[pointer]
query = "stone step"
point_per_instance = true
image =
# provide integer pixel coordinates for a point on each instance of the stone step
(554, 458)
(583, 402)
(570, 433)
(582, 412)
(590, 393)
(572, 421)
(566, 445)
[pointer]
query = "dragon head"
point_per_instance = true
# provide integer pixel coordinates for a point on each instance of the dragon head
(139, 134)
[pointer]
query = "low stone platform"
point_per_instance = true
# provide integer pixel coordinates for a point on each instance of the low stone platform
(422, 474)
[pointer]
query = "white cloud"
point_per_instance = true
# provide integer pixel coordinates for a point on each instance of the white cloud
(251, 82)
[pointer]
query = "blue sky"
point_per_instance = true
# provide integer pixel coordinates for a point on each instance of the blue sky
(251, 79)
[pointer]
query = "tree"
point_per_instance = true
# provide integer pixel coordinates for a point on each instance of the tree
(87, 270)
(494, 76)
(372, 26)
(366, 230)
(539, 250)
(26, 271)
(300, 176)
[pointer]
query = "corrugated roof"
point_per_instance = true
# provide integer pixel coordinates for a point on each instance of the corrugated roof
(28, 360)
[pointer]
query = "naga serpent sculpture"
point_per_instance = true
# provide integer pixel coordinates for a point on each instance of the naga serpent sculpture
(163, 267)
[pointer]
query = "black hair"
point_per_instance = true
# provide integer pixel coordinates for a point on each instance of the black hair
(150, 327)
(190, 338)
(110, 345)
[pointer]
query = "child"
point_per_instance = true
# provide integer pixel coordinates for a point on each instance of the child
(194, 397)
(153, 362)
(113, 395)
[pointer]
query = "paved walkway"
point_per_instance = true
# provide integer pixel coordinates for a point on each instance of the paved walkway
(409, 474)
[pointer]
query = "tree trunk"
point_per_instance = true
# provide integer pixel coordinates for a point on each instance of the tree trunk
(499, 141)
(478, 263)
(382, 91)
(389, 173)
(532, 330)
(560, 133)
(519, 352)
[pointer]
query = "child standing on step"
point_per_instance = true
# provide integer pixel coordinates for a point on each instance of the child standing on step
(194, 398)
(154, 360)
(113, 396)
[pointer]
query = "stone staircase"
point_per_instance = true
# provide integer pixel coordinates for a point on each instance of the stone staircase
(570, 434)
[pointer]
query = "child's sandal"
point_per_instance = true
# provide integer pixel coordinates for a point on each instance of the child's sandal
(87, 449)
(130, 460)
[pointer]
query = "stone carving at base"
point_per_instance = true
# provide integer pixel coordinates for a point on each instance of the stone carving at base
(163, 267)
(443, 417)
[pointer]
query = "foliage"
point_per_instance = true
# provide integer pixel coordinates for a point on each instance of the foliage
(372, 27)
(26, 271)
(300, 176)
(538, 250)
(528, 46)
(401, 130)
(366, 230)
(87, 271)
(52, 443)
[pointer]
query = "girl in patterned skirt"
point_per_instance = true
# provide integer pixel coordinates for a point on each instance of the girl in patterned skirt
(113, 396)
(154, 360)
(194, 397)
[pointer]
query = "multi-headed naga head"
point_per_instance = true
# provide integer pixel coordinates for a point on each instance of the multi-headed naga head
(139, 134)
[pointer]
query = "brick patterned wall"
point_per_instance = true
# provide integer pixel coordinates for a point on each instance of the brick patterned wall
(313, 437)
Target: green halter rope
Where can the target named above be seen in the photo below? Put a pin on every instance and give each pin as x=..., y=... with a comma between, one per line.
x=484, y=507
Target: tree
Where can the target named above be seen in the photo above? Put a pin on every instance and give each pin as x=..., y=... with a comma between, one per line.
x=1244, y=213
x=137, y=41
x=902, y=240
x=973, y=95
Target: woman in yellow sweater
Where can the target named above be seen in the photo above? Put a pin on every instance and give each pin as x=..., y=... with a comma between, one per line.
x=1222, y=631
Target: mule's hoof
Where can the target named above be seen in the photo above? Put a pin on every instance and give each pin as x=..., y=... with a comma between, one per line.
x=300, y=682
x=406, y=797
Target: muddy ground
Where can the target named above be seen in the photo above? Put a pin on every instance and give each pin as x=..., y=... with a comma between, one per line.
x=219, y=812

*Task objective:* Above are some records; extract every one of them exactly.

*Solution to this exercise:*
[pointer]
query = "stone step"
point_per_instance = true
image =
# provide integer pixel coordinates for a point on each instance of the stone step
(554, 458)
(583, 402)
(570, 433)
(582, 412)
(590, 393)
(572, 421)
(566, 445)
[pointer]
query = "dragon head"
point_per_instance = true
# provide integer pixel coordinates for a point on each instance of the dragon head
(139, 134)
[pointer]
query = "low stone platform"
point_per_instance = true
# provide integer pixel coordinates for a point on each instance of the low stone platform
(422, 474)
[pointer]
query = "white cloud"
point_per_instance = true
# provide integer pixel coordinates for a point on each instance of the white cloud
(251, 82)
[pointer]
query = "blue sky"
point_per_instance = true
# provide integer pixel coordinates for a point on each instance of the blue sky
(251, 79)
[pointer]
query = "tree"
point_per_instance = true
# provide integer pixel coordinates for a point on each instance of the tree
(87, 270)
(494, 76)
(372, 26)
(366, 230)
(539, 250)
(26, 271)
(300, 176)
[pointer]
query = "corrugated roof"
point_per_instance = true
# provide integer pixel coordinates for a point on each instance of the corrugated roof
(28, 360)
[pointer]
query = "naga serpent sculpture"
point_per_instance = true
# provide integer pixel coordinates for a point on each instance of the naga serpent sculpture
(163, 267)
[pointer]
query = "black hair"
point_per_instance = true
# provide integer pixel coordinates for a point on each instance of the black hair
(150, 327)
(190, 338)
(110, 345)
[pointer]
query = "child"
point_per_instance = true
# provide integer pixel coordinates for a point on each instance of the child
(194, 397)
(153, 362)
(113, 395)
[pointer]
query = "paved walkway"
point_per_instance = true
# provide integer pixel coordinates for a point on each instance of the paved walkway
(409, 474)
[pointer]
query = "tree trunk"
point_per_instance = true
# provide integer pixel coordinates for a point on each instance of the tree trunk
(499, 141)
(478, 263)
(382, 91)
(389, 173)
(532, 330)
(560, 133)
(519, 352)
[pointer]
query = "child standing on step"
point_per_instance = true
# provide integer pixel coordinates for a point on each instance of the child standing on step
(194, 398)
(154, 360)
(113, 396)
[pointer]
query = "stone staircase"
point_per_instance = true
# provide integer pixel coordinates for a point on each instance of the stone staircase
(570, 434)
[pointer]
query = "child's sandal"
point_per_instance = true
# provide integer pixel coordinates for a point on each instance of the child's sandal
(87, 449)
(130, 460)
[pointer]
query = "stone carving at base"
point_per_instance = true
# provide integer pixel coordinates for a point on each instance of the stone carving at base
(163, 267)
(443, 417)
[pointer]
query = "foliage"
point_per_instance = true
# provide integer pixel coordinates for a point on each instance of the foliage
(372, 27)
(26, 271)
(300, 176)
(538, 250)
(528, 46)
(401, 130)
(366, 230)
(87, 271)
(52, 443)
[pointer]
query = "girl in patterned skirt"
point_per_instance = true
# provide integer pixel coordinates for a point on each instance of the girl in patterned skirt
(113, 396)
(154, 360)
(194, 397)
[pointer]
query = "multi-headed naga head"
point_per_instance = true
# provide integer pixel coordinates for a point on each instance of the multi-headed naga head
(139, 134)
[pointer]
query = "brick patterned wall"
point_per_instance = true
# provide integer pixel coordinates for a point on each instance of the brick patterned wall
(313, 437)
Target: green halter rope
Where can the target named above be seen in the photo below? Put a pin on every instance and give each pin as x=..., y=... with a comma between, one per line.
x=484, y=507
Target: tree
Where can the target named above be seen in the photo above? Put a pin on every instance and give each pin as x=..., y=... with a comma between, one per line.
x=1244, y=213
x=137, y=41
x=902, y=240
x=973, y=95
Target: woman in yellow sweater
Where can the target named above be seen in the photo above? Put a pin on every instance and give each pin as x=..., y=... with a comma between, one per line.
x=1222, y=631
Target: mule's hoof
Where can the target named above be seen in the photo above? Put a pin on every instance and give each pin as x=..., y=... with a comma between, one per line.
x=300, y=682
x=406, y=797
Target: muddy ground
Where can the target named above be seen in the photo above? Put a pin on every instance and give each pin as x=..., y=... with a comma between, one per line.
x=219, y=812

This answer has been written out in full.